*PROMPT*. What are the lines from the top of the entries through the one with "Target: grass lawn"? Write them out exactly, with no pictures.

*ENTRIES SUPPLIED*.
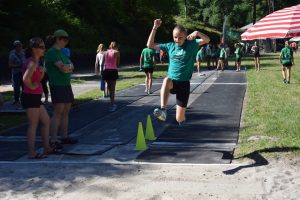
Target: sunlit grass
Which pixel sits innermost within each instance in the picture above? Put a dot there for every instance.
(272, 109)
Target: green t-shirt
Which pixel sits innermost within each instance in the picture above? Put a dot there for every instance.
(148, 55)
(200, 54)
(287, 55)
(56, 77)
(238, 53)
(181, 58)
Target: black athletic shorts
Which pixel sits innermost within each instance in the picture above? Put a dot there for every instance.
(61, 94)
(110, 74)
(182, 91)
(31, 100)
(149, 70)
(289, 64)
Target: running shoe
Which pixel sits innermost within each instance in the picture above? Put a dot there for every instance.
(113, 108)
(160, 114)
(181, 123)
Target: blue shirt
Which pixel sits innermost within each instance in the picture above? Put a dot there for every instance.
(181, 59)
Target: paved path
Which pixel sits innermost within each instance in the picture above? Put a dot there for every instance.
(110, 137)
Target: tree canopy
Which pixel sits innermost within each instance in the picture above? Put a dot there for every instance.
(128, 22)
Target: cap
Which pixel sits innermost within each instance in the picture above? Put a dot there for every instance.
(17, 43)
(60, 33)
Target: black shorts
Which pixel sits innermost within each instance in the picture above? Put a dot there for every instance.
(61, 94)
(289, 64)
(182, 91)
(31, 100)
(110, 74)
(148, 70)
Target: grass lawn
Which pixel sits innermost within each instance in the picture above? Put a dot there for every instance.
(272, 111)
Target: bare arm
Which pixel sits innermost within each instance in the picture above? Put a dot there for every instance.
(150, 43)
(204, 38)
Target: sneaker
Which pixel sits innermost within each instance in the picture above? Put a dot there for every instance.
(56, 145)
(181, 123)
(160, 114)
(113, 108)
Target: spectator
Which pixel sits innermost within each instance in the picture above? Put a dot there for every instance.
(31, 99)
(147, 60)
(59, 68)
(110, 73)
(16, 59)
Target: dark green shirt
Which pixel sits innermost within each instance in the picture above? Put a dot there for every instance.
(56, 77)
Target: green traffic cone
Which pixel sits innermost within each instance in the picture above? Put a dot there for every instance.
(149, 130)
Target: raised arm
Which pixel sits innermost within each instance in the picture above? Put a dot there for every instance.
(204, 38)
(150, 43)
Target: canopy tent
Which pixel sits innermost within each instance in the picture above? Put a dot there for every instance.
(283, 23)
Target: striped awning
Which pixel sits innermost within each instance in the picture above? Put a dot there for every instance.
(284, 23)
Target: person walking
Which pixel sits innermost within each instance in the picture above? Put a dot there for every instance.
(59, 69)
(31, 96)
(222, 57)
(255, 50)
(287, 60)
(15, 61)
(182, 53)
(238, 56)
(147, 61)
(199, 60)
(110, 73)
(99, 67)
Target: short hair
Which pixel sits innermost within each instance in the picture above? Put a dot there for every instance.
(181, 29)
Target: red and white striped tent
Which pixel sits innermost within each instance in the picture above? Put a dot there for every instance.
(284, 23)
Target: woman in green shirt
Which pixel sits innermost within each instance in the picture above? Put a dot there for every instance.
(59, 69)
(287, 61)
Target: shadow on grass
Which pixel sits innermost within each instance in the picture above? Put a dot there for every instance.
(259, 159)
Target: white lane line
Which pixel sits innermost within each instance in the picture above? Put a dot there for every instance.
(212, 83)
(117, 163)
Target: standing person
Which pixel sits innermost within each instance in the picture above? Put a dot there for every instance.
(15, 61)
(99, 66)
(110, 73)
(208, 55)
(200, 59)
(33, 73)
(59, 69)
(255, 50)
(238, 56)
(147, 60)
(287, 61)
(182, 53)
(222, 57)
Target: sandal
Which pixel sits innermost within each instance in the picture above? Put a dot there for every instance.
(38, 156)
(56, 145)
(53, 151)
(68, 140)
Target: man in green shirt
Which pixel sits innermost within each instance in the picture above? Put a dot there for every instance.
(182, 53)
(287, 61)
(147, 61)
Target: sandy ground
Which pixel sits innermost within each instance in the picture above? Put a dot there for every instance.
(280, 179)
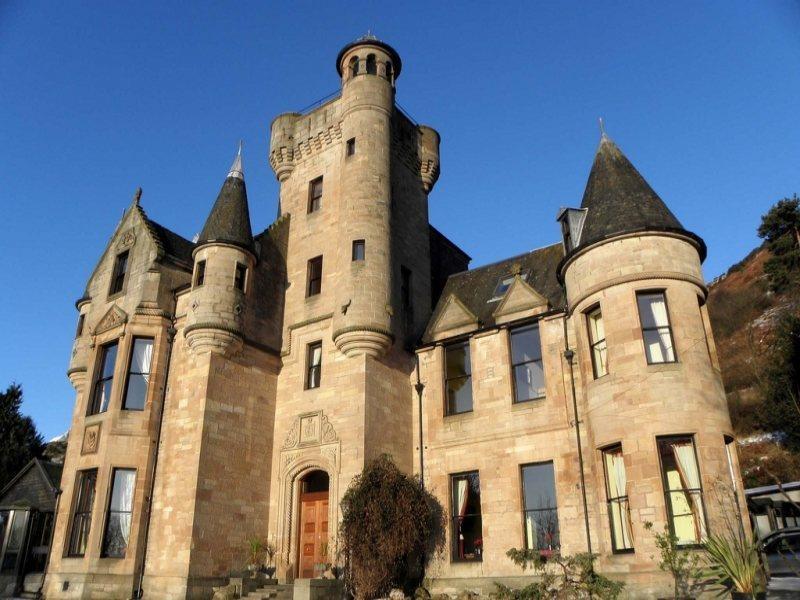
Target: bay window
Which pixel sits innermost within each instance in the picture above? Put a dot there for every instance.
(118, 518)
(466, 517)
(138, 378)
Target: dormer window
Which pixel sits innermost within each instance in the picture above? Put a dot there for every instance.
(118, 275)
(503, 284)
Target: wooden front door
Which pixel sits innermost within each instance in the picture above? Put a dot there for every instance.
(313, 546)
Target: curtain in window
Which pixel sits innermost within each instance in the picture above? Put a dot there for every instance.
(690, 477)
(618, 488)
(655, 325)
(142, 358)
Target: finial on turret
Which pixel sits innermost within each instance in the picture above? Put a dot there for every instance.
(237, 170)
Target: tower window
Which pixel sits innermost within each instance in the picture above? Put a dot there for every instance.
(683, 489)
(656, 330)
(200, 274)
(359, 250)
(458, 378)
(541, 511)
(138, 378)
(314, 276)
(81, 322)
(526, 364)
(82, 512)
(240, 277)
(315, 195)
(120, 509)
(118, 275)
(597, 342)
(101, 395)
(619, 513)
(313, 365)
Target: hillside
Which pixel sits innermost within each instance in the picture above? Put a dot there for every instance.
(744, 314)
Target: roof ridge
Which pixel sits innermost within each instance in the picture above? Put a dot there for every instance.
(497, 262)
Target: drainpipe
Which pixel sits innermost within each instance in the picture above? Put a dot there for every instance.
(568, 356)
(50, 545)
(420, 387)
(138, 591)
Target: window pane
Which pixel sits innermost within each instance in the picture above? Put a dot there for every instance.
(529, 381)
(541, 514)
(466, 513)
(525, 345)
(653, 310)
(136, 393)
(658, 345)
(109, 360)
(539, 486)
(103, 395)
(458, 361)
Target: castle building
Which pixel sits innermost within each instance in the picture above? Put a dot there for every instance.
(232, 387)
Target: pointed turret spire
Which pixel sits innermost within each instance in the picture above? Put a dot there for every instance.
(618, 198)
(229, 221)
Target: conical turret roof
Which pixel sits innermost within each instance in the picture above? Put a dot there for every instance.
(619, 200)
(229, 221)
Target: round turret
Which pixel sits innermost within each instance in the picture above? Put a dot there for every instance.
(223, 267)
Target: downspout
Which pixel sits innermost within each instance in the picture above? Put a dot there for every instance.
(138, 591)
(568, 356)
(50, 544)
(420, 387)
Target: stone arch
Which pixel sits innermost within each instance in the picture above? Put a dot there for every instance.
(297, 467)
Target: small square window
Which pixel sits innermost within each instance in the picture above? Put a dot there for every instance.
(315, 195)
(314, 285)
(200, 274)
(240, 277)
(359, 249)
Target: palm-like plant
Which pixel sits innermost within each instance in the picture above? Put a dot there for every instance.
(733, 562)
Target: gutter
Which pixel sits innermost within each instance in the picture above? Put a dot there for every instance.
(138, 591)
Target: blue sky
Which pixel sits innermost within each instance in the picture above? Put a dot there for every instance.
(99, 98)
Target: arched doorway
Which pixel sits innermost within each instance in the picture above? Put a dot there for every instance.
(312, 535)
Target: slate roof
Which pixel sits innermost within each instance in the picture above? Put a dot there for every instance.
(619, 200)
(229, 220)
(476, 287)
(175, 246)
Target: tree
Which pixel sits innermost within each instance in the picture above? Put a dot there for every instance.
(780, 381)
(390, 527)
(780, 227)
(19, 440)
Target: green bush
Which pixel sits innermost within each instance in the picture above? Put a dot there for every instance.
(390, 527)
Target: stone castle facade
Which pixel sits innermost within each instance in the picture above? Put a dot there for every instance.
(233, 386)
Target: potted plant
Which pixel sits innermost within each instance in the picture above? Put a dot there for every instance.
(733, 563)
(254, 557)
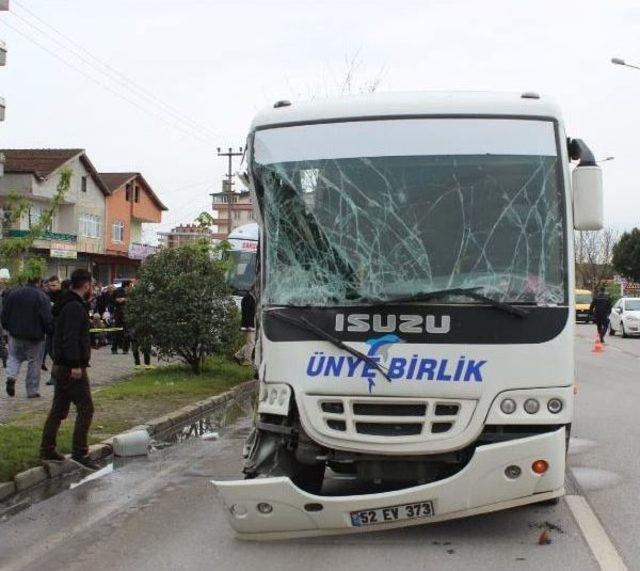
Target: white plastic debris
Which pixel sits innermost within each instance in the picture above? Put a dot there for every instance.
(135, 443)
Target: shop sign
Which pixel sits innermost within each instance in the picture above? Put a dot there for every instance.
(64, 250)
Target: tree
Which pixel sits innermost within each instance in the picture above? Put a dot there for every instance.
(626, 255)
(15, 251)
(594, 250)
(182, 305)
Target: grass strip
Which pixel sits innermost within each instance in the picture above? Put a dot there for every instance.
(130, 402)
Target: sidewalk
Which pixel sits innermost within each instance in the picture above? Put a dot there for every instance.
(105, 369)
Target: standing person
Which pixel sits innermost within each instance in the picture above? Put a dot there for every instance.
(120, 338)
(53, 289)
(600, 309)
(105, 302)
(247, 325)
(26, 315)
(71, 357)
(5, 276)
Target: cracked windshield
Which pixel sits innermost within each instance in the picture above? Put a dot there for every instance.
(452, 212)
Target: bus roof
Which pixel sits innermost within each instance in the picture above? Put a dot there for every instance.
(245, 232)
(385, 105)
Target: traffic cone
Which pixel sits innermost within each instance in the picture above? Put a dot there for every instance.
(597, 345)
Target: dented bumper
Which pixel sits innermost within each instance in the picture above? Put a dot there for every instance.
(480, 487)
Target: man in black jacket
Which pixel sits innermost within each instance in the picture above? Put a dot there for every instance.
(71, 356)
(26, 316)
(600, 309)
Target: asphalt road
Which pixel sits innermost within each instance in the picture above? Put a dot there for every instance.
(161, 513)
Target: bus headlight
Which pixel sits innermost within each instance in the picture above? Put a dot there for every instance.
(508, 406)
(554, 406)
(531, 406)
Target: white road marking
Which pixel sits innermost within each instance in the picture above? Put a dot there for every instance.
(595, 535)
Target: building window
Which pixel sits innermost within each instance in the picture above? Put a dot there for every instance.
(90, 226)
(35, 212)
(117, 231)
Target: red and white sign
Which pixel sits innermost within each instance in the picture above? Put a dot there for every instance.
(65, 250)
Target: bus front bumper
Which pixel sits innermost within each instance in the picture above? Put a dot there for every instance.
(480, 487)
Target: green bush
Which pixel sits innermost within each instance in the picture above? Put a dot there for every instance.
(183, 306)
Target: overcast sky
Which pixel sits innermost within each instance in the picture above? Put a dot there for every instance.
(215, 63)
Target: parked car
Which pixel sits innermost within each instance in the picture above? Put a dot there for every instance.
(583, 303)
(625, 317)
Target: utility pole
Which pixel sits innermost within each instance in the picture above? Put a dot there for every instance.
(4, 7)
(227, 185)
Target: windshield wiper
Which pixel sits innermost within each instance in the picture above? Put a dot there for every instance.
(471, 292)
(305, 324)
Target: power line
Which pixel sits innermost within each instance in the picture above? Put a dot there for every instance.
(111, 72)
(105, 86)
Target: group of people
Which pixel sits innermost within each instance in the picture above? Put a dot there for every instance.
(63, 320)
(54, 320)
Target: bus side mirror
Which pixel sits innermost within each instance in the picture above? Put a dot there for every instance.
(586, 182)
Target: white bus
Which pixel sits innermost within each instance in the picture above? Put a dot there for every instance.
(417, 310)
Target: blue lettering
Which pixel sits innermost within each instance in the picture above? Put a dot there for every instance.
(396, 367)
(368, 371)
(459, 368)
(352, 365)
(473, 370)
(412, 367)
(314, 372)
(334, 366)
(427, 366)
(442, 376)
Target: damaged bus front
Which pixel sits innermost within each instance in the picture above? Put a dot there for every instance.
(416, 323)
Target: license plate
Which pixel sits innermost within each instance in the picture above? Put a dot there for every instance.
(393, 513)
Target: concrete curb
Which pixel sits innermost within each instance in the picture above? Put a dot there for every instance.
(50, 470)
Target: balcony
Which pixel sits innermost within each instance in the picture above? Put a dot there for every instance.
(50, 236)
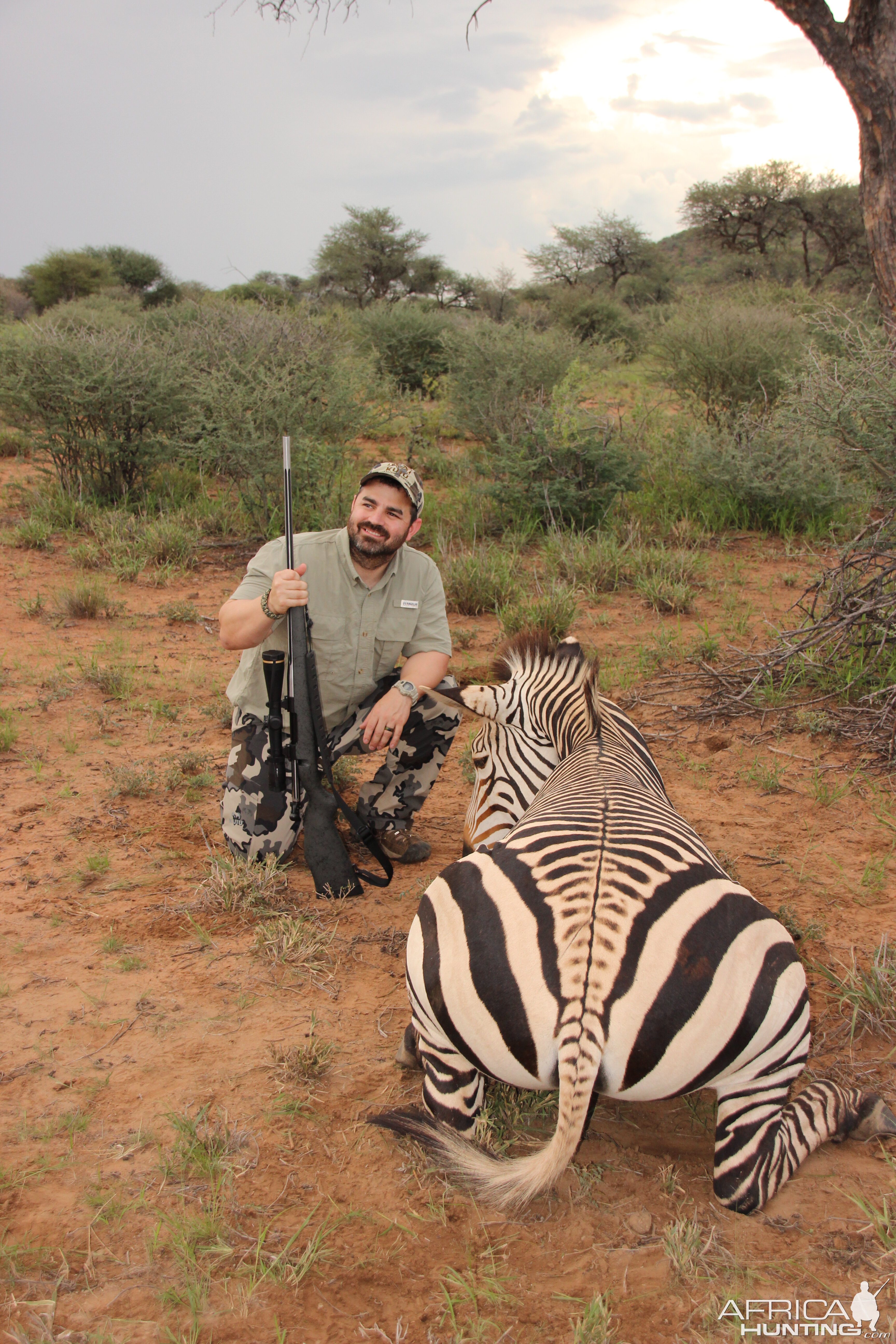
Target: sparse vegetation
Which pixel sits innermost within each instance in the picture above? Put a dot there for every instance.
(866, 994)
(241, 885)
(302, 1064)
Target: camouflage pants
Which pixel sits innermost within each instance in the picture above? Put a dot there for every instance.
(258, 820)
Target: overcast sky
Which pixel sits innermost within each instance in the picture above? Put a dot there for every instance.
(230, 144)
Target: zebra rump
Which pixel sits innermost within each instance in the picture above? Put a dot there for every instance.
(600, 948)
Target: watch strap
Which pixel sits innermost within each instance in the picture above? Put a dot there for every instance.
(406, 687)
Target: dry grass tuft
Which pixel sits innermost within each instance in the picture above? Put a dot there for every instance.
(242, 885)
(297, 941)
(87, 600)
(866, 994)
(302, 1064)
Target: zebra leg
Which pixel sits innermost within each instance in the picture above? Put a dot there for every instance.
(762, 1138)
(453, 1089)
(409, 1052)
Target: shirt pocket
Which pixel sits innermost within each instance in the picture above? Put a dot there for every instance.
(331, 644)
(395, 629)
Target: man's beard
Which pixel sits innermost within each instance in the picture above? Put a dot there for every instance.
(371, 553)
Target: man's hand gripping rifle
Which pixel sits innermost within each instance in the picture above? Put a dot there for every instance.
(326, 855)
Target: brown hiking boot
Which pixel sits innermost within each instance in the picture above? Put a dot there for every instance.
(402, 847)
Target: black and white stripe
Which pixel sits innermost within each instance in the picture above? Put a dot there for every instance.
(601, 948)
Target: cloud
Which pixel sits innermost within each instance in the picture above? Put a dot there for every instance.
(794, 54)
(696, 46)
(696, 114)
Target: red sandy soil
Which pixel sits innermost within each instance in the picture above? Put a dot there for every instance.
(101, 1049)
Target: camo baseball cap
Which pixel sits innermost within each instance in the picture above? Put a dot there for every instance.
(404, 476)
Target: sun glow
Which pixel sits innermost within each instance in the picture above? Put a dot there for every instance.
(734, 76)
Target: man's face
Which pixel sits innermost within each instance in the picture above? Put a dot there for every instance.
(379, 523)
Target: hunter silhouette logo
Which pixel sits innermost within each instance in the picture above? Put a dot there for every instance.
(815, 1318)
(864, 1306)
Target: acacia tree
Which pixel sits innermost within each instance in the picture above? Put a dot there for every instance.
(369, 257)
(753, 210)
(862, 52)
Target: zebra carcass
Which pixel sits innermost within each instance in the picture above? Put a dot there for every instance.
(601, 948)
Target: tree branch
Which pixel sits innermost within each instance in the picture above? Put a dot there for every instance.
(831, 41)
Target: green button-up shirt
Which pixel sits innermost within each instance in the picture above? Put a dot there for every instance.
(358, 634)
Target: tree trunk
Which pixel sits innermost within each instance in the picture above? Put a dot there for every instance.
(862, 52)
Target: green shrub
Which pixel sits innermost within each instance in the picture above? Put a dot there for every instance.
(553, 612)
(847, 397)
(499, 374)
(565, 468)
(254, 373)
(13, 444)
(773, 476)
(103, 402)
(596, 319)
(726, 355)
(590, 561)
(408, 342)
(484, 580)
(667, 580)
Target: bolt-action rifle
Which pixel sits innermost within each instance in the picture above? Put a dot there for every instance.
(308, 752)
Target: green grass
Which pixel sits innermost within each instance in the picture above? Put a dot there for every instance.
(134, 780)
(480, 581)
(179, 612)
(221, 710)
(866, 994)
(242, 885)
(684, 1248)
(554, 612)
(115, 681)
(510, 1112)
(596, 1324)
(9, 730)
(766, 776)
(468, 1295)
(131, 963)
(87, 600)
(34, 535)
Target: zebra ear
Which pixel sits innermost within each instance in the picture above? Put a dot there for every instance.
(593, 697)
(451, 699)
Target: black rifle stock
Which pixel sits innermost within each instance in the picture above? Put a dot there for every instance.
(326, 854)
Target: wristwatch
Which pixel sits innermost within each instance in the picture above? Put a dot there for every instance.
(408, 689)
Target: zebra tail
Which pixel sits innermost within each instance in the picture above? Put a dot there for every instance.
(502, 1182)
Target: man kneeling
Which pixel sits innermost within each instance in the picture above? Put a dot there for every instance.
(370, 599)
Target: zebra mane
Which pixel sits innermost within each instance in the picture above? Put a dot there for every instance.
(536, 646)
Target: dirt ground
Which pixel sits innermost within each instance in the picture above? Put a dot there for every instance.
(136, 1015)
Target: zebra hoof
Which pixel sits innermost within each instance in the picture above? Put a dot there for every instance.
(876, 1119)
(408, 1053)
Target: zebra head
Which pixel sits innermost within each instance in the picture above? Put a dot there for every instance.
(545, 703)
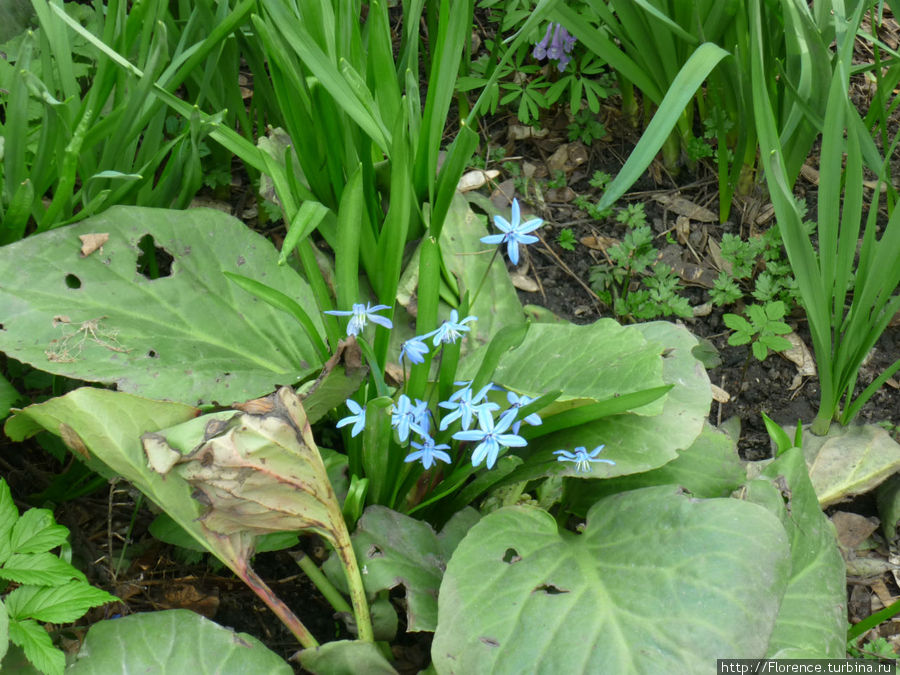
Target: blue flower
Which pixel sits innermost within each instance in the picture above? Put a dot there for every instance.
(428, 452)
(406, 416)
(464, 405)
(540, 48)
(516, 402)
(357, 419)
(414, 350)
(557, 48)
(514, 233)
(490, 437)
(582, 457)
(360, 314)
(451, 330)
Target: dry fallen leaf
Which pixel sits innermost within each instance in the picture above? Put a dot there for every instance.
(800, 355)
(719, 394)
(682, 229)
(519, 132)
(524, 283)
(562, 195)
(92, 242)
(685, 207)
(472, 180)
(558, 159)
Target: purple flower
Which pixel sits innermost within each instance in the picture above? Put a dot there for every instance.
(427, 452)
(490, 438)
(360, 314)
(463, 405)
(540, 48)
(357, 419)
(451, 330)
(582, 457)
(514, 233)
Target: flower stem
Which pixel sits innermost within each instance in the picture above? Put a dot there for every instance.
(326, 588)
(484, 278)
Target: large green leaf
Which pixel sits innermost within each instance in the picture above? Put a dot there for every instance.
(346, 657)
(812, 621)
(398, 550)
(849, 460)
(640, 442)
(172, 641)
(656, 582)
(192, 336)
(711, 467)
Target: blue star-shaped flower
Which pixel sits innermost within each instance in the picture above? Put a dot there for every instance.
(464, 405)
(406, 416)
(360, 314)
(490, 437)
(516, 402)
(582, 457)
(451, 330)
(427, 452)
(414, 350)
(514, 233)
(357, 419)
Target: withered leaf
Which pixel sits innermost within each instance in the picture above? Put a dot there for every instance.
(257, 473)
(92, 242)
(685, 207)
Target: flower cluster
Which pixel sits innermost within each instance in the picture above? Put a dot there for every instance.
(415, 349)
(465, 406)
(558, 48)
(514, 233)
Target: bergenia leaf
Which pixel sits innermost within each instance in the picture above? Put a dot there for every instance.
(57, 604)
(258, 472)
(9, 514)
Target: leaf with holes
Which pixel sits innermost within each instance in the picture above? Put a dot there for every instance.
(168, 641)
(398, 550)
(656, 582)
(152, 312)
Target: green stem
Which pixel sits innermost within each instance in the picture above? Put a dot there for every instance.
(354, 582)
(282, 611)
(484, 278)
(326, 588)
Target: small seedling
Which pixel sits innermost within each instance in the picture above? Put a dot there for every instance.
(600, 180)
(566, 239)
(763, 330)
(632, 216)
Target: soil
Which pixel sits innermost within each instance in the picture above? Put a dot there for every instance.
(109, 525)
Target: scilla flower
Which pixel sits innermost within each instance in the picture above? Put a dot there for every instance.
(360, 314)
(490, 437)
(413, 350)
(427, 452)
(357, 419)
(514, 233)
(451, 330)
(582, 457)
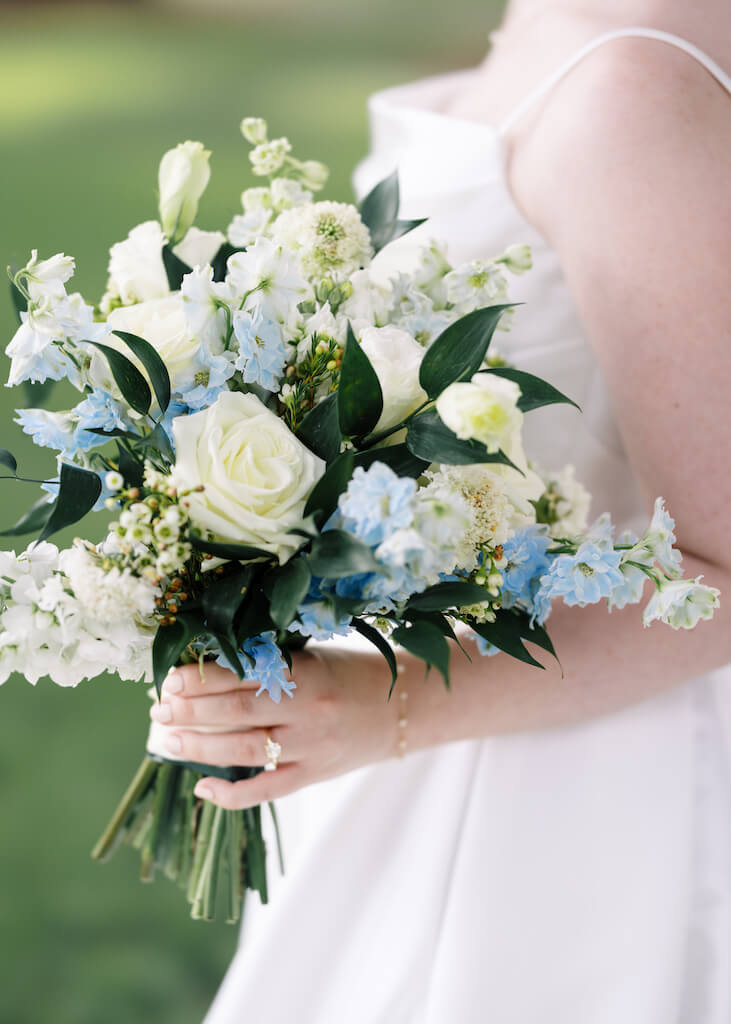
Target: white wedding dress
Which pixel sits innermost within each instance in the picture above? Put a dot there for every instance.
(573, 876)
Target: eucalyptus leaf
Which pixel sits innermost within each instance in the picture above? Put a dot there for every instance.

*EXERCISE OUTPUT*.
Target: sunlit grass
Which pixel sits innermost within each instance in the picture above? Put a dot there for every instance.
(272, 109)
Target: green t-shirt
Which pixel sits innermost within each instance in the picture above? Put a dot there for every instance.
(148, 55)
(200, 54)
(287, 55)
(56, 77)
(238, 53)
(181, 58)
Target: black athletic shorts
Which pixel sits innermost within each instance in the picture above? Put a dot there for every instance.
(61, 94)
(110, 74)
(182, 91)
(31, 100)
(149, 70)
(289, 64)
Target: running shoe
Which pixel sits innermost within each instance in the picture above? Put a dot there for every instance.
(113, 108)
(160, 114)
(181, 123)
Target: blue shirt
Which pixel sits innermost within each instance in the picture above? Put a dot there for every instance.
(181, 59)
Target: paved path
Which pixel sits innermost within each instance in the picture above? Put a dot there for every instance.
(110, 137)
Target: tree canopy
Which pixel sits innermost within each instance in the picture above? Put a dot there for every instance.
(128, 22)
Target: cap
Which pixel sits innermost within each instance in the picture above? Put a dot there for every instance.
(17, 43)
(60, 33)
Target: black shorts
Which pixel sits innermost within each instance in the picture above? Put a dot there for every instance.
(61, 94)
(289, 64)
(182, 91)
(31, 100)
(110, 74)
(148, 70)
Target: grass lawn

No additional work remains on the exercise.